BEGIN Document section

Delicious Living
  • 1 tablespoon olive oil
  • 1 stalk celery divided
  • 1 small yellow onion (diced)
  • 1 small carrot minced
  • 3 cloves garlic (minced)
  • 3 cups sliced shiitake mushroom caps (about 6 ounces)
  • 2 15-ounce cans great Northern beans, drained and rinsed
  • 6 cups low-sodium vegetable broth
  • 1 bunch watercress (washed, stems removed)
  • Salt and pepper (to taste)

Shiitake and White Bean Soup with Watercress

Lisa Turner | Delicious Living
  • Serves: 6 people
  • Calories per serving: 200

Creamy, delicate white beans are the perfect backdrop for earthy shiitakes and fresh, pungent watercress. Serve with a crisp green salad.

END Document section

#### [Directions]
a) According to the shiitake and white bean soup recipe, how many calories are in each serving?
b) Go on with the shiitake and white bean soup recipe, picking up after its final sentence.

BEGIN Excerpted records

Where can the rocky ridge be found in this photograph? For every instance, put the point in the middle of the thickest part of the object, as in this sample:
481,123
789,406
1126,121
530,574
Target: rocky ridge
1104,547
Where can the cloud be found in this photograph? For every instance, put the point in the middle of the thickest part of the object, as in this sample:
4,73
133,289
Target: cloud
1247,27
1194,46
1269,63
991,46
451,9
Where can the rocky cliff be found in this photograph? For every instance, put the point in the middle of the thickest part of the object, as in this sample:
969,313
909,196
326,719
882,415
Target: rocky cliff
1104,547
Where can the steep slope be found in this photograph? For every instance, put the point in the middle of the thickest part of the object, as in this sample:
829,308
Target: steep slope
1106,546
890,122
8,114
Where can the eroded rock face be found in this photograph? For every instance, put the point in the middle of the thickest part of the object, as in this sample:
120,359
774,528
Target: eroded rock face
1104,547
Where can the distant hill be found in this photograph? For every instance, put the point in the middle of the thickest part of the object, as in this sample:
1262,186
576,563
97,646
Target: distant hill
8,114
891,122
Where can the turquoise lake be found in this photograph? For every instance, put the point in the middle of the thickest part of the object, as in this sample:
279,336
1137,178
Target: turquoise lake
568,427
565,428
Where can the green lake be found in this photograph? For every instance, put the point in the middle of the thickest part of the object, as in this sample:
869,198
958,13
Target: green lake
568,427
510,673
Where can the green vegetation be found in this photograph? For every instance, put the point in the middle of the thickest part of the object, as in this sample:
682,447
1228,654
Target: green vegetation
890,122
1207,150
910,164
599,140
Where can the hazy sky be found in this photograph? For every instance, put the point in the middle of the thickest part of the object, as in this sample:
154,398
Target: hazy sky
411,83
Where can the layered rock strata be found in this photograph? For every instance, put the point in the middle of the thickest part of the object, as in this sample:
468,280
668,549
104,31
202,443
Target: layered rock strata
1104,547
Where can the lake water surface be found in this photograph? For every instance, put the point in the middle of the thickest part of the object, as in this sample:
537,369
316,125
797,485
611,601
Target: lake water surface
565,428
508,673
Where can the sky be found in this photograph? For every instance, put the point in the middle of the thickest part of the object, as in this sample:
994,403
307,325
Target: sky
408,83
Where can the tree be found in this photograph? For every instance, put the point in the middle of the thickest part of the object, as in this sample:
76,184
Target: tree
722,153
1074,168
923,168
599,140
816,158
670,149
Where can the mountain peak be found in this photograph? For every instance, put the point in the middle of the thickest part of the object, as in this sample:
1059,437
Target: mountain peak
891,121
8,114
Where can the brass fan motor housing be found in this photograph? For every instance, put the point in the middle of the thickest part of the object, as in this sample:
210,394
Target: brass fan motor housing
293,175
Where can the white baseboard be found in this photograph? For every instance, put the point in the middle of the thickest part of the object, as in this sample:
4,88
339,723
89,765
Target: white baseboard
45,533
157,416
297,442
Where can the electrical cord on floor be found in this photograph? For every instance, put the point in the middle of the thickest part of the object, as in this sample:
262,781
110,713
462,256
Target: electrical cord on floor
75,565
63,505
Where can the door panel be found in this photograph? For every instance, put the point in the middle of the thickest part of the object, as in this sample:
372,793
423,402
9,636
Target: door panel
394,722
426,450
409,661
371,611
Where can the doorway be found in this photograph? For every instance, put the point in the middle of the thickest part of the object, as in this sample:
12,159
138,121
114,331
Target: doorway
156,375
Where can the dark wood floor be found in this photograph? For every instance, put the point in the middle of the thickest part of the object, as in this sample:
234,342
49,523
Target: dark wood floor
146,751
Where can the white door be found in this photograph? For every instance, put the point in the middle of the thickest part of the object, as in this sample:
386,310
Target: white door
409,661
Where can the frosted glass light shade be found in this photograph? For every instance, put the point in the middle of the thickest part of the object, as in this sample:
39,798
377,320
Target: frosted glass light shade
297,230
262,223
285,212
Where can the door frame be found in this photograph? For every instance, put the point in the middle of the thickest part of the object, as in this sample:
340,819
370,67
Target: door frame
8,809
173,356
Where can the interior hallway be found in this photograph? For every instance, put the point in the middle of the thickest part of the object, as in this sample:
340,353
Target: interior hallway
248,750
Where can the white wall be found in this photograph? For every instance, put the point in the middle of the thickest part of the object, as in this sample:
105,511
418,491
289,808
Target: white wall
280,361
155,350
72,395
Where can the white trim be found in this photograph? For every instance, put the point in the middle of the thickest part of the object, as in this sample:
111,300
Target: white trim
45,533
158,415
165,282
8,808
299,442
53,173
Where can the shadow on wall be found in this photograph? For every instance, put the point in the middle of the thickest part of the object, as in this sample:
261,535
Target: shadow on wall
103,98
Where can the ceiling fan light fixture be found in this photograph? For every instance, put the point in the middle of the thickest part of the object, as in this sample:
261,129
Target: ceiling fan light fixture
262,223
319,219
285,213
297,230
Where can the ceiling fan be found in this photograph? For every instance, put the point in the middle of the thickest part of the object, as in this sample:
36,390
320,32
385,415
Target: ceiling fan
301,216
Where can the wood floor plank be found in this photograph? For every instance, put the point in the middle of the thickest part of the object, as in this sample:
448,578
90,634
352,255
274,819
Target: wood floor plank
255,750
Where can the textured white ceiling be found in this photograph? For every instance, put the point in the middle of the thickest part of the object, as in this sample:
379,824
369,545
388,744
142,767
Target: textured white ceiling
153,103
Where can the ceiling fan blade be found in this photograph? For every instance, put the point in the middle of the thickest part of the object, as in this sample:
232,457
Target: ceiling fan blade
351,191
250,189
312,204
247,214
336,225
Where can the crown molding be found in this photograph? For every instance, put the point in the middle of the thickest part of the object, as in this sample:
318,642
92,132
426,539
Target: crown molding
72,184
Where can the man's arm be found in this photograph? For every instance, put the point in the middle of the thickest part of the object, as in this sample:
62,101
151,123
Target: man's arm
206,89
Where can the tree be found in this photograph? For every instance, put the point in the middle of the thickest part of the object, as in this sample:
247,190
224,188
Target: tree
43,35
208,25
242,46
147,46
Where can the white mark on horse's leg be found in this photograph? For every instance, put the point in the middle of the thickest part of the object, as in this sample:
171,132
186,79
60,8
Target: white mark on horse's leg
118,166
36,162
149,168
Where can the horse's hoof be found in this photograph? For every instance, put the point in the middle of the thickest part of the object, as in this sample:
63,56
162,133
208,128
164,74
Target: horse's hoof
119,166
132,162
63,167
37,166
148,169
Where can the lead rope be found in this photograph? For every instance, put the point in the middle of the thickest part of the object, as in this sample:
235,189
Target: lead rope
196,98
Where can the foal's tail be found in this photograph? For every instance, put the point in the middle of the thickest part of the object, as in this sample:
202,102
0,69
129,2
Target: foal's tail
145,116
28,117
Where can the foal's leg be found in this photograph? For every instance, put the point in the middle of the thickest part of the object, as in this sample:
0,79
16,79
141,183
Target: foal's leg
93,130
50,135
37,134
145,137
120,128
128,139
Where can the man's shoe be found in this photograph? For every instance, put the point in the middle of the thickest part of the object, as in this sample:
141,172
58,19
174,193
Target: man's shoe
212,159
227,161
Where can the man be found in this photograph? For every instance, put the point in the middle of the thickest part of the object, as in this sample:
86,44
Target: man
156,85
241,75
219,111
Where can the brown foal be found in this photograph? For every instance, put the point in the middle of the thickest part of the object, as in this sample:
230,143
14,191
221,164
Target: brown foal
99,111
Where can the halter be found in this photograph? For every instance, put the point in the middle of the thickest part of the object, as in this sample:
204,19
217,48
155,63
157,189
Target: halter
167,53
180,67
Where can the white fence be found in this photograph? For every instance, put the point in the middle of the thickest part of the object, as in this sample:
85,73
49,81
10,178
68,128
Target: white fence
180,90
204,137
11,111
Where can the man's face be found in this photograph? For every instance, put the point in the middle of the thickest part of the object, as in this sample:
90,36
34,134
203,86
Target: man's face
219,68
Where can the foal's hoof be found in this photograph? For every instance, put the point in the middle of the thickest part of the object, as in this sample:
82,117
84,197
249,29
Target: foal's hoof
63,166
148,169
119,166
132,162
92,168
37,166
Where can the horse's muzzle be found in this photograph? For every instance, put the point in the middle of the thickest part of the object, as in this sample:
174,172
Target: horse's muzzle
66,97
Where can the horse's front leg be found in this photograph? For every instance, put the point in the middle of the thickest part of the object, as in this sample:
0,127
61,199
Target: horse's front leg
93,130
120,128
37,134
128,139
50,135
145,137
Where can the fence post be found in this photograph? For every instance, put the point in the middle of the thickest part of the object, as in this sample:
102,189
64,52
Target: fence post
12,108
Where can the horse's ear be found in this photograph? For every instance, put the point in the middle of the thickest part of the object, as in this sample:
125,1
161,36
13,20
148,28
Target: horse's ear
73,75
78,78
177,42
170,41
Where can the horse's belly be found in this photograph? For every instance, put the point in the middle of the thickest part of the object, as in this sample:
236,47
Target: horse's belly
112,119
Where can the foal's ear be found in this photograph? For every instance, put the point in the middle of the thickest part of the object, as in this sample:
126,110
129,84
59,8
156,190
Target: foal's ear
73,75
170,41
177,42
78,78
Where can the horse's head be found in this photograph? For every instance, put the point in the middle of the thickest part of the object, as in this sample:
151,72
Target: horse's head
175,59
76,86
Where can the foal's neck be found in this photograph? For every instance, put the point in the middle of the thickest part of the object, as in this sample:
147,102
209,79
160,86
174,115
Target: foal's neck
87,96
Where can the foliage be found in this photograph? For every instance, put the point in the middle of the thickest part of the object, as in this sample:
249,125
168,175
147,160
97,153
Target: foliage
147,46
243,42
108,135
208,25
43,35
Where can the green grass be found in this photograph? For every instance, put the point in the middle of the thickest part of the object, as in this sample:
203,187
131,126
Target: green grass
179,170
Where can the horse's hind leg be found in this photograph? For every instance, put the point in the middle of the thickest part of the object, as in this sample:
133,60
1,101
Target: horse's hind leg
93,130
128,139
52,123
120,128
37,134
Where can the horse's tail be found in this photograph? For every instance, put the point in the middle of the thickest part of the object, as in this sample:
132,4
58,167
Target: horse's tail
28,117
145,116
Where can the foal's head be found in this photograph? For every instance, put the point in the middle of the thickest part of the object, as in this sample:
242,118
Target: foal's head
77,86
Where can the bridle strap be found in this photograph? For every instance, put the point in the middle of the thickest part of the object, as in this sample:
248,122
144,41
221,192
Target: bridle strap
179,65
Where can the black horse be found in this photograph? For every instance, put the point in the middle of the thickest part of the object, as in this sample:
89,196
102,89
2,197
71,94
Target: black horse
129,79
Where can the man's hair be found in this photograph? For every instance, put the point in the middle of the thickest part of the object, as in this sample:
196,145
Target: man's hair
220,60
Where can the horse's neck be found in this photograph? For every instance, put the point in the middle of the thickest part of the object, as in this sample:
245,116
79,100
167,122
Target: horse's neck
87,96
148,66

END Excerpted records

#### [Replies]
a) 200

b)
  1. In a large saucepan, heat olive oil and sauté celery, onion, carrot, and garlic for 4 minutes. Add mushrooms; toss to coat with oil and cook for 3 minutes longer. Add beans and broth. Bring to a boil, reduce heat, and simmer, covered, for 15 minutes.
  2. Ladle half of the soup into a food processor or blender, and purée until smooth. Return to pan. Stir in watercress and heat through for 1 minute. Season generously with salt and pepper, and serve immediately.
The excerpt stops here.